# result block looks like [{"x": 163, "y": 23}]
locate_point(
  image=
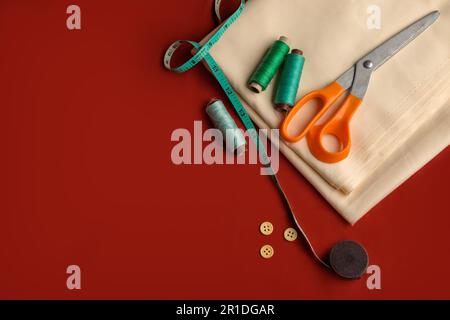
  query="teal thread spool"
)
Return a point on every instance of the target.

● **Written problem**
Print the lines above character for character, omitting the picture.

● **Correct result**
# result block looks like [{"x": 163, "y": 23}]
locate_point(
  image=
  query="teal thread spool"
)
Return a point on every instance of the target.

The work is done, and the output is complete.